======== SUPPLIED PASSAGE

Equal Rights, Unequal Risks
Why gender parity is demanded in prestige fields but ignored in deadly ones.
The so-called gender equality paradox is most often discussed in the context of women in STEM. The paradox is this: in Nordic countries—where women enjoy the greatest degree of freedom and face the fewest institutional barriers—their representation in STEM fields is lower than in less egalitarian societies. Intuition would suggest the opposite. The explanation, supported by cross-cultural data, is that when survival pressures are reduced, individuals gravitate toward their intrinsic interests. On average, women favor people-oriented vocations, while men favor thing-oriented ones. Greater freedom amplifies, rather than erases, these divergences.
There is, however, a mirror image of this paradox that is rarely acknowledged: dangerous work.
Consider the professions with the highest fatality rates—logging, commercial fishing, roofing, construction, mining, oil extraction, waste collection, and frontline combat. Across cultures and political systems, these occupations are overwhelmingly male. In the United States, over 90 percent of workplace deaths involve men. The reasons are essentially the same as those invoked to explain STEM disparities:
Biological factors: Men are, on average, stronger and more risk-tolerant.
Vocational interests: Men are more inclined toward high-risk, physically demanding work, while women are more inclined to avoid it.
The freedom effect: As freedom of choice expands, women avoid these hazardous occupations with even greater consistency.
The paradox is symmetrical. Women tend to cluster away from hazardous, thing-oriented fields; men tend to cluster into them. Men are disproportionately represented at both extremes—dominating high-prestige, thing-oriented disciplines such as engineering and physics, as well as low-status, high-risk manual labor. Male variance is greater, with more men at both ends of the spectrum. Women, by contrast, concentrate more heavily in the middle, in occupations that are safer and more people-centered.

================

» **PROBLEM TO SOLVE**
In the essay on gender and dangerous work, what share of workplace deaths in the United States involve men? The listing is separate material with no connection to the essay.

======== DATA PROVIDED

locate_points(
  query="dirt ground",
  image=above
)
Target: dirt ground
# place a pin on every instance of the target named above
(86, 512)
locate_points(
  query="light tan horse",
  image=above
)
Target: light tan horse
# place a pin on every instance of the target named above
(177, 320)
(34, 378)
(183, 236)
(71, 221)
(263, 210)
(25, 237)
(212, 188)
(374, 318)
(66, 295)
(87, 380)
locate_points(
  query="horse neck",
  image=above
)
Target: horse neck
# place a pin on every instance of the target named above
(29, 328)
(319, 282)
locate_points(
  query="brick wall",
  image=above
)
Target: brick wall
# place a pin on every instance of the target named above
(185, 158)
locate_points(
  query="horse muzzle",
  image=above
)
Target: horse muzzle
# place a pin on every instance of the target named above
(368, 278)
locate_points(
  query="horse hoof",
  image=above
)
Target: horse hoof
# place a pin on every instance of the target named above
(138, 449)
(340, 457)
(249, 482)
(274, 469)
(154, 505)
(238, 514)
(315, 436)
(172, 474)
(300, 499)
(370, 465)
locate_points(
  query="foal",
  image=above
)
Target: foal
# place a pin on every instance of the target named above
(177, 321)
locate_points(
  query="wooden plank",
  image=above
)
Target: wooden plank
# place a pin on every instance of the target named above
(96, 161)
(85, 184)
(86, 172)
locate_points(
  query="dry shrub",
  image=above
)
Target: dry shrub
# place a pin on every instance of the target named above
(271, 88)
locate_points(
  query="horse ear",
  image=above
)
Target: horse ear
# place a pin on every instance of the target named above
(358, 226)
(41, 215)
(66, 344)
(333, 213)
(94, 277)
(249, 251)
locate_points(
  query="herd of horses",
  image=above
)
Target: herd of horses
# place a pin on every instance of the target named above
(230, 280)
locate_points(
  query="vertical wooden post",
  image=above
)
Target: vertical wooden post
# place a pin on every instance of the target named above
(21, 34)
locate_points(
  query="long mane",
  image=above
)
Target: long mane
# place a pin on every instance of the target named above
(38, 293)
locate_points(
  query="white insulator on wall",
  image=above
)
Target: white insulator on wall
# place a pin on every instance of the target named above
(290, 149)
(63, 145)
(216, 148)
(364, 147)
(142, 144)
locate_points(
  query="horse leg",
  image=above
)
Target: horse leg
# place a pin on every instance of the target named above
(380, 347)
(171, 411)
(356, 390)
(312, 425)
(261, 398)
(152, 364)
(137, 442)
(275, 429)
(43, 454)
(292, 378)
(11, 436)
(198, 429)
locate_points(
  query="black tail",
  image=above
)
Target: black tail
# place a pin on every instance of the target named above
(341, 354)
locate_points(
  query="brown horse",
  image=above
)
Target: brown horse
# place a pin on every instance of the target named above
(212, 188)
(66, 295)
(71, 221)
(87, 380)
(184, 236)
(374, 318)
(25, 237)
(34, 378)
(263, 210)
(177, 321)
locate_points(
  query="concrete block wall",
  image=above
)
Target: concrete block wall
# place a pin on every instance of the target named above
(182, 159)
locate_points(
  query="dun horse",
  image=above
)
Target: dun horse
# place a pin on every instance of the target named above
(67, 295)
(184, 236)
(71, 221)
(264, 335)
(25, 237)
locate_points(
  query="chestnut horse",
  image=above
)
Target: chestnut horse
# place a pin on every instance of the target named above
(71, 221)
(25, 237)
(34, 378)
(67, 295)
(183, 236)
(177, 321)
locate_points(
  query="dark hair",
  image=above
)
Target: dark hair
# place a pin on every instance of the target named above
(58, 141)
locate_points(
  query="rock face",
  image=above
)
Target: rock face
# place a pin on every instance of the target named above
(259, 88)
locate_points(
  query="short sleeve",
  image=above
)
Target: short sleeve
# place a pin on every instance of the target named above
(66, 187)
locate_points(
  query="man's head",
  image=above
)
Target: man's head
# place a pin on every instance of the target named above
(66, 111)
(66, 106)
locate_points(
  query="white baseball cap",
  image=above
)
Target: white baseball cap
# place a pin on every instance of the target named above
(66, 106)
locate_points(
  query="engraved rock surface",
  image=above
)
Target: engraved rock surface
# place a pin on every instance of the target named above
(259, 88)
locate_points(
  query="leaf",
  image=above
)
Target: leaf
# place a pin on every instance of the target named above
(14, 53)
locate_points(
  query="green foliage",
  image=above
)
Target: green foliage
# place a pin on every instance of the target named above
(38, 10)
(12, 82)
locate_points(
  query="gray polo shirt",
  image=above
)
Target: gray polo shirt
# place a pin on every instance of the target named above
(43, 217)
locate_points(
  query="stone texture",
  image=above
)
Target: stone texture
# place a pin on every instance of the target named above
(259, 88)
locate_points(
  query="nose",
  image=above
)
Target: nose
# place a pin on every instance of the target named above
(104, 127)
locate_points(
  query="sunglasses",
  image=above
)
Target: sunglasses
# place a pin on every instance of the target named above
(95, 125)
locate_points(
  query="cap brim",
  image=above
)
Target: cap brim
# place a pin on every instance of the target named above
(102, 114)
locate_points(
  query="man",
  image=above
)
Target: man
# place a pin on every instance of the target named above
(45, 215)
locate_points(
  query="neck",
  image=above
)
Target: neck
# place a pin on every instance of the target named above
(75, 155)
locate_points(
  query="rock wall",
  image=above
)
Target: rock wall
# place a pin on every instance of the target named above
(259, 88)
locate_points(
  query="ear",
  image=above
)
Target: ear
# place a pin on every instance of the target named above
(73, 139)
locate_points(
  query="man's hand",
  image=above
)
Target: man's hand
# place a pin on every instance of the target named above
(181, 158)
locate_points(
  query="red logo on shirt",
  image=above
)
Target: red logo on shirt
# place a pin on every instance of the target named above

================

» **ANSWER**
Over 90 percent.